▶ [Excerpts of pointing data]:

***

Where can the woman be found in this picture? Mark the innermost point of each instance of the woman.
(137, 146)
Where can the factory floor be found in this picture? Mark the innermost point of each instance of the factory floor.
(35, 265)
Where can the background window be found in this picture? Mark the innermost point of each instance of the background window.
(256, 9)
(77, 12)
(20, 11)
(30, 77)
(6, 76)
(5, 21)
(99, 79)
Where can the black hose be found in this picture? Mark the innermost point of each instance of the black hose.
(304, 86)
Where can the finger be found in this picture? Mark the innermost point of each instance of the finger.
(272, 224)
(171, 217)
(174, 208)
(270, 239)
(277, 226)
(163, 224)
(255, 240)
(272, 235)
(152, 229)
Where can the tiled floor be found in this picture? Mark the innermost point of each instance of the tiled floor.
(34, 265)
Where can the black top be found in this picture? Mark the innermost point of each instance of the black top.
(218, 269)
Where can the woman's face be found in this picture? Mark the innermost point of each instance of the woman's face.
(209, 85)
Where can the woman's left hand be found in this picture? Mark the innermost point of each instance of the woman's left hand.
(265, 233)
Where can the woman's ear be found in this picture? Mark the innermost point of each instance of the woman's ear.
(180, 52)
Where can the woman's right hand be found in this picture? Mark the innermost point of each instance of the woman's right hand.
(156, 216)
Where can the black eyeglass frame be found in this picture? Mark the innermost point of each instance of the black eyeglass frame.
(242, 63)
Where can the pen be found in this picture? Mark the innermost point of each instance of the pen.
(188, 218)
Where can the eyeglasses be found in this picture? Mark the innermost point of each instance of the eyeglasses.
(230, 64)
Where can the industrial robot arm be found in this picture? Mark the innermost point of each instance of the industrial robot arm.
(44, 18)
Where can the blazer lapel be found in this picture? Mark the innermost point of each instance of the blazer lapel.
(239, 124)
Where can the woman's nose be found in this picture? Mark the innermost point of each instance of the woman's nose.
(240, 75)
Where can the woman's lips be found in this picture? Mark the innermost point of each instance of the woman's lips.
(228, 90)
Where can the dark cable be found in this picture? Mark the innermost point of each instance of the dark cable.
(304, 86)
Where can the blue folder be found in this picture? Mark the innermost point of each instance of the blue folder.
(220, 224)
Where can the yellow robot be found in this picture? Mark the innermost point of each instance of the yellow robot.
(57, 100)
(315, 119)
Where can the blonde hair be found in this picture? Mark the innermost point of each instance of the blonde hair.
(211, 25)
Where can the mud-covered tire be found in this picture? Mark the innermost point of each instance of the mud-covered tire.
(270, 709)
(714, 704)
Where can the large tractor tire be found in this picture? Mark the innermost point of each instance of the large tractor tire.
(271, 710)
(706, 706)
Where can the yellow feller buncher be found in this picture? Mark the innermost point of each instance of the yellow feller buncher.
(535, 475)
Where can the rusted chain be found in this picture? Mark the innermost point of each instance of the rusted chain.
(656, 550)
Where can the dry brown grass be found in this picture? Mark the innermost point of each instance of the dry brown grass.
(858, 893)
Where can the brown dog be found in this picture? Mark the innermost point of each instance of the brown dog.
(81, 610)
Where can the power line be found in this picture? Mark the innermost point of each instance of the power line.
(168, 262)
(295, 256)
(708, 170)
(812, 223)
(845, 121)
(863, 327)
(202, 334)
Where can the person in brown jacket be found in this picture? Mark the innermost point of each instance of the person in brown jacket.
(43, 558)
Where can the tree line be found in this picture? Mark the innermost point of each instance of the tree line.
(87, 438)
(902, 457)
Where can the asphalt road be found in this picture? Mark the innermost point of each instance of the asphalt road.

***

▶ [Prompt]: Reproduce the full listing exactly.

▶ [Complete answer]:
Where can the woman be found in this picture? Mark the innermost point of each instance of the woman.
(137, 146)
Where can the factory floor be found in this picture? Mark the innermost point of each instance of the factory floor.
(35, 265)
Where can the background window be found in this picture? Mark the innermost point of each instance of the background window.
(256, 9)
(77, 12)
(20, 11)
(30, 77)
(6, 76)
(5, 21)
(99, 79)
Where can the black hose be found in this picture? Mark the innermost point of each instance of the black hose.
(304, 86)
Where can the finger be found in this picture? Mark the innermost point of each instance of the finger.
(272, 224)
(171, 217)
(174, 208)
(270, 239)
(277, 226)
(163, 224)
(255, 240)
(272, 235)
(152, 229)
Where can the tiled floor be found in this picture? Mark the innermost point of each instance of the tiled floor.
(34, 265)
Where can the black top be found in this picture? Mark the innermost point of each instance of the black top.
(218, 269)
Where can the woman's face be found in this picture? Mark the innermost point of each instance of the woman's face.
(209, 85)
Where can the woman's left hand be found in this picture? Mark the innermost point of each instance of the woman's left hand.
(265, 233)
Where can the woman's ear be found in this picture? Mark the innermost point of each instance of the woman's ear.
(180, 52)
Where can the woman's right hand be found in this picture? Mark the innermost point of each instance of the woman's right hand.
(156, 216)
Where can the black eyeglass frame be found in this picture? Mark the innermost point of each instance of the black eyeglass frame.
(242, 63)
Where can the pen be found in this picture? Mark the innermost point of each instance of the pen.
(188, 218)
Where can the eyeglasses be found in this picture? Mark the innermost point of each instance of the eyeglasses.
(230, 64)
Where can the industrial robot arm be found in this picture? Mark the innermost point of each instance of the industrial robot arm.
(44, 18)
Where can the blazer lapel be found in this picture? Mark the innermost point of each instance of the blazer lapel.
(239, 124)
Where can the woman's nose be found in this picture? Mark the innermost point of each instance of the woman's nose.
(240, 75)
Where can the woman's lips be found in this picture? Mark the innermost point of each instance of the woman's lips.
(228, 90)
Where can the dark cable be found in this picture? Mark the innermost point of each instance of the dark cable.
(304, 86)
Where can the blue folder be found in this picture? Mark the innermost point of each instance of the blue folder.
(220, 224)
Where can the yellow robot be found in this picture? Mark the innermost point of each instance of the yellow robot.
(57, 100)
(315, 119)
Where can the blonde hair be found in this picture? Mark the innermost point of each instance of the blonde hair.
(211, 25)
Where can the mud-covered tire be found in this picture? Mark the innermost point of each instance of the mud-covered tire.
(270, 709)
(714, 704)
Where can the large tractor tire be found in this picture? Mark the innermost point of each instance of the large tractor tire.
(271, 710)
(706, 706)
Where can the yellow feller buncher be found in this picture? Mark the innermost point of each instance of the yellow feller buncher.
(535, 475)
Where can the rusted chain be found in this picture? Mark the innermost point of each instance of the rusted chain.
(656, 550)
Where can the dry brown grass be found in this picture? Mark the innermost point of each instance of the dry brown grass.
(858, 893)
Where can the brown dog be found in this picture? Mark the innermost point of each instance of the brown dog.
(81, 610)
Where can the power line be found in this picture? Mark the innermost point of each instance of the power line.
(168, 262)
(295, 256)
(708, 170)
(812, 223)
(845, 121)
(863, 327)
(202, 334)
Where can the person in brown jacket be found in this picture? Mark the innermost point of each instance of the person in brown jacket.
(43, 558)
Where can the tree line be found in this picture? Mark the innermost point of each instance of the tree line.
(87, 438)
(902, 457)
Where can the asphalt road be found in this picture? Mark the innermost point of each instance of the asphalt road.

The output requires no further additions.